### Work instructions
- 1) Decide whether each statement agrees with the comment thread: (a) Robert Putnam's book is titled "Bowling Alone." (b) Sy Hersh mentions "the elephant in the room." (c) McCain is called a true believer. Answer yes or no for each, and quote the words from the comment thread that settle it.
- 2) List every politician the comment thread names in the remarks on what politicians have said about the relationship with Israel.
- 3) Transcribe the comment thread between "Is anyone else" and "maker is Witty.", inclusive.

Me, too. Indeed, this paragraph could serve as the overview of a book proposal. It would, in effect, be the Jewish version of Harvard professor Robert Putnam's "Bowling Alone," which detailed (with incredibly exhaustive research) the Boomers' changing level and style of civic participation, as compared to their parents' generation.
Similarly, younger Jews are questioning or discarding the obsessions of the 'Exodus' generation, as it emerges that some of its bedrock zionist assumptions are flawed, and have been flawed from the beginning. It's going to be a long climbdown from "a land without people for a people without land," which is about as nonsensical and bellicose a slogan as "fifty-four forty or fight." The old dogs bark, but this caravan is moving on without them.
Drive on, Wagonmaster Phil.
Those that only condemn have got it wrong, young or old.
Those that only applaud have got it wrong, young or old.
Yeah, let's have some "context"–on both sides. Is there any context to what are politicians have been saying about our relationship with Israel for decades? Nope, not by them–McCain's a true believer & Obama knows on which side his
power campaign is buttered. Paul & Kuncinich are dismissed
as mere sticks in the mud and, worse, anti-semites…
When W & M finally came out with some context after decades
of one-sided public Exodus spiel, what happened? Suddenly, there came a cry for some context–context which hadn't been provided for so long about American foreign policy and the nakba, etc…
Amazing to watch a major bully suddenly cry out for help.
Is anyone else wondering about how long it's been since Phil's gotten laid? It seems the longer he goes without, the more we get his fantasies about "youth" and what the young think. Well, one thing is for sure, they're not thinking about anything he says.
"Those that only condemn"
Strawman, thy maker is Witty.
Though Sy Hersh writes of US actions against Iran, he decidedly leaves out any mention of "the elephant in the room." Even truth-tellers, it seems, can only tell a portion of the truth.

### Collected data
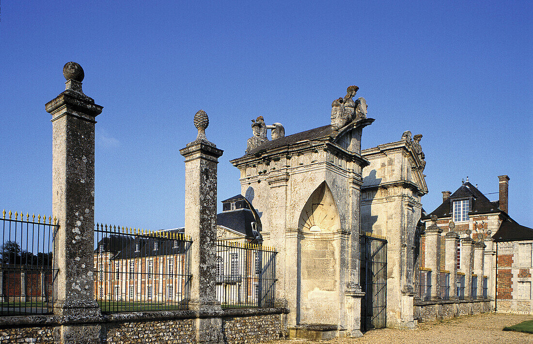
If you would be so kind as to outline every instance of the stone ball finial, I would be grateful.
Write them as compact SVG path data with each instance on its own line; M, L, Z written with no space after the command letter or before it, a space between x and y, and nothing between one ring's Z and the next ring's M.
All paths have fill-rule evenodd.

### Response list
- 1)
(a) Yes: "Harvard professor Robert Putnam's "Bowling Alone,""
(b) No: "he decidedly leaves out any mention of "the elephant in the room.""
(c) Yes: "McCain's a true believer"

- 2) McCain, Obama, Paul, Kuncinich

- 3)
Is anyone else wondering about how long it's been since Phil's gotten laid? It seems the longer he goes without, the more we get his fantasies about "youth" and what the young think. Well, one thing is for sure, they're not thinking about anything he says.
"Those that only condemn"
Strawman, thy maker is Witty.